TRECHO SELECIONADO:
<<<<
Khayelitsha

Khayelitsha, “nova casa” na língua Xhosa. Quarenta e poucos quilômetros do centro de Cape Town, é a maior das antigas townships da África do Sul. Durante os 46 anos de apartheid, as chamadas townships abrigavam todos os “non white”: negros e “coloured people” – uma categoria tão frágil e difícil de lidar que numa mesma família não era difícil encontrar alguém “catalogado” como “white” e outro como “coloured”. Como tudo, mas literal e absolutamente tudo estava demarcado e separado em termos dessas divisões, dá pra imaginar os (no mínimo) contrasensos diários que as pessoas viviam. Dos bancos das praças às próprias cidades, a lógica era white pra cá, non-white pra lá. Bem pra lá, no caso das townships.
Vamos de trem, fugindo ao turismo dos “township tours”, as maneiras “seguras” de ver a vida real da esmagadora maioria dos sul-africanos. É muito fácil ter uma ideia bastante equivocada da vida, por aqui. A presença do império britânico é, claro, muito forte (claro porque, por todos os lugares do planeta por onde esteve, deixou marcas indeléveis), e, num lapso de tempo, parece que estamos em plena Londres. Por isso é preciso sair deste centro, deste miolo de vida como a conhecemos, da vida que parece normal e tão a nossa mesma de todos os dias. Aqui, 5% vivem assim. Vamos à vida dos outros 95%.
Viajamos em terceira classe; pouco difere da primeira, como pudemos constatar logo à chegada a Cape Town. A terceira classe comporta mais pessoas em pé e menos pessoas sentadas, é mais apinhada de gente, e é só. Como o nosso interesse são justamente as pessoas, apreciar a sua proximidade, é o ideal. Com 6 Rands e pouco mais de uma hora, estamos lá. O guia turístico alertou-nos com gravidade de que é arriscado e perigoso ir sozinho, mas mais perigoso será, parece-nos, entrarmos na vida dos que mal têm dinheiro para luz elétrica bem acomodados num aquecido ônibus de turismo. A eletricidade em Khayelitsha é pré-paga, através de cartões à venda em tantos lugares que logo se percebe que é o comum de todos. Os mercados da região vendem  também grandes galões de parafina, usada para iluminar, aquecer e cozinhar, numa alternativa à luz elétrica.
>>>>
O QUE PRODUZIR:
Liste todos os usos da parafina que o trecho sobre Khayelitsha menciona. Os dados não têm nenhuma relação com o trecho acima.

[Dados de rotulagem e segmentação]
<<<<
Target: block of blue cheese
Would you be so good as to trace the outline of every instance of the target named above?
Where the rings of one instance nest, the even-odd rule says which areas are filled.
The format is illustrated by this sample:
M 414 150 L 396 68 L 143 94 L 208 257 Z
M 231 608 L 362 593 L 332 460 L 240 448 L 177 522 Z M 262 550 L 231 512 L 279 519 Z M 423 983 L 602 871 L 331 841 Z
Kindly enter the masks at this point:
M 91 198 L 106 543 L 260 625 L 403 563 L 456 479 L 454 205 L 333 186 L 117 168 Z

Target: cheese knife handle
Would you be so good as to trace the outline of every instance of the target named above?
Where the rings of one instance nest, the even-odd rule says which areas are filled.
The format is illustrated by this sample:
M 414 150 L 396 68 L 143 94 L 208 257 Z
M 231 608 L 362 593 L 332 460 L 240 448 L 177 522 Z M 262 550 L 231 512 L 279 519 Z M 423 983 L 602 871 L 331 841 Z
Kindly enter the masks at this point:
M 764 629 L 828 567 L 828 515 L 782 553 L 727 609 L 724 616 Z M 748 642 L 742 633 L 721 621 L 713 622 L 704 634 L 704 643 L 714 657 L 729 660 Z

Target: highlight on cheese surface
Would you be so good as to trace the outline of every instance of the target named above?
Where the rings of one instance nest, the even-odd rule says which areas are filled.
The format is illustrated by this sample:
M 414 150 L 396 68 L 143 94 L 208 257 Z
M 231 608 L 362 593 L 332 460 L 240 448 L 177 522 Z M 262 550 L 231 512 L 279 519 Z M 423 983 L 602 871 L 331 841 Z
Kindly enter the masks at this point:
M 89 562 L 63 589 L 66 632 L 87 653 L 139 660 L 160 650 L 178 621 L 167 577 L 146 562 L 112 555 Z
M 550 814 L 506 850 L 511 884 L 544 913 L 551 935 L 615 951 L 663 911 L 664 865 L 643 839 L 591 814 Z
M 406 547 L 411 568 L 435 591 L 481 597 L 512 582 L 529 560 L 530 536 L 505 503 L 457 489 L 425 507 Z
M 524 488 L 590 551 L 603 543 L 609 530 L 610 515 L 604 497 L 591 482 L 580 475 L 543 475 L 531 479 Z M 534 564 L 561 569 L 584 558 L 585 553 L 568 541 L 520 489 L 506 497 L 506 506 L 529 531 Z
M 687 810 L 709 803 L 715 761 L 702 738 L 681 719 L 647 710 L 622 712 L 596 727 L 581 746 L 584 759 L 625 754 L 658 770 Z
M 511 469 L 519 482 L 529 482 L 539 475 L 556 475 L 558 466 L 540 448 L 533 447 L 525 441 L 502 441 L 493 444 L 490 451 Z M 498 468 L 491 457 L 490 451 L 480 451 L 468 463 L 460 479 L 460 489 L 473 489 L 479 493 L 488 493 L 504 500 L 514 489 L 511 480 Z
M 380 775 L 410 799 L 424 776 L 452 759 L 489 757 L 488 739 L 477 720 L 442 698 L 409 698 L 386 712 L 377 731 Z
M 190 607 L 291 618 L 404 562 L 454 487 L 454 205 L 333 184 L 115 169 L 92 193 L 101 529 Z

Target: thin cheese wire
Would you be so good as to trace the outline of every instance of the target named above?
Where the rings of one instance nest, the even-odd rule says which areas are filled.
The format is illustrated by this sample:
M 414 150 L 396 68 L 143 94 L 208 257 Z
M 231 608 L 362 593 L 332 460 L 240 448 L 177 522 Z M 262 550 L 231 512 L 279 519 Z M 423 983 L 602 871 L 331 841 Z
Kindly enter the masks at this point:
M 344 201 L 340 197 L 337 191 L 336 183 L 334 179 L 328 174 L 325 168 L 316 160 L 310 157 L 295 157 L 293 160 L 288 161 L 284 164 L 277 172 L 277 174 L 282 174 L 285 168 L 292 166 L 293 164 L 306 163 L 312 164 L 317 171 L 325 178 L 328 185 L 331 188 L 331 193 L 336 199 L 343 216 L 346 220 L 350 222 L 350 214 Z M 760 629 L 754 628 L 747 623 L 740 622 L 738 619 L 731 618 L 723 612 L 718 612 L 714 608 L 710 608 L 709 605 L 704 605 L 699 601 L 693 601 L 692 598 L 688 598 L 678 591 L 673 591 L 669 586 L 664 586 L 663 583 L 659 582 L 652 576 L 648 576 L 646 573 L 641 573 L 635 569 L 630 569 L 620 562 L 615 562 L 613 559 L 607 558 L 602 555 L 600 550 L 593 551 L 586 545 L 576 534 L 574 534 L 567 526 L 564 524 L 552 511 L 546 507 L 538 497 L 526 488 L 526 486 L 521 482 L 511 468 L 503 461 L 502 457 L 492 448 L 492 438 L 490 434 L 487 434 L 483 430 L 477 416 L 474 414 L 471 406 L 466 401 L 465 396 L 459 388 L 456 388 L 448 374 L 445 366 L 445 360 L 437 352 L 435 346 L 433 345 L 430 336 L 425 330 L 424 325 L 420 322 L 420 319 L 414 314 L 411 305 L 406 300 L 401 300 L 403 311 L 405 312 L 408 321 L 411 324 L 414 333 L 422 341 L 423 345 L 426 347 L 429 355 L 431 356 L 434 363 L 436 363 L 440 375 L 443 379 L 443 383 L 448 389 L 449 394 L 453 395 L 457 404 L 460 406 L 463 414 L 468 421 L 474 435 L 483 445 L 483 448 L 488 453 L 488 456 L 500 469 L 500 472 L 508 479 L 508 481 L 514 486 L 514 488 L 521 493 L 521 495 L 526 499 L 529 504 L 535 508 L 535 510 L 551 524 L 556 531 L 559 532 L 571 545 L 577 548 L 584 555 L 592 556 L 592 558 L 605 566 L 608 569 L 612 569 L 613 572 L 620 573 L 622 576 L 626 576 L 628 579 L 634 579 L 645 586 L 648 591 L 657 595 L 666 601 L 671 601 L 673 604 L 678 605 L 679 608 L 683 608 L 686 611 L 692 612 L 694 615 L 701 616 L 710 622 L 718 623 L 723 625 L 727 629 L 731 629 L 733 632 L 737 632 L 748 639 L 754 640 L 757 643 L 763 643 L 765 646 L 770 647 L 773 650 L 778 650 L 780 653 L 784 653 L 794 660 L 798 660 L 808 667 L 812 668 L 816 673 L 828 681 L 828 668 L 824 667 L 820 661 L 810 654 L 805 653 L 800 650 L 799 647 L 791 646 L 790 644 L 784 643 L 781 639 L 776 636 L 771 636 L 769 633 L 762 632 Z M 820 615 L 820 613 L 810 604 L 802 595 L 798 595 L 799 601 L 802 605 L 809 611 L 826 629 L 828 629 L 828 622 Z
>>>>
RESPOSTA COMPLETA:
Iluminar, aquecer e cozinhar.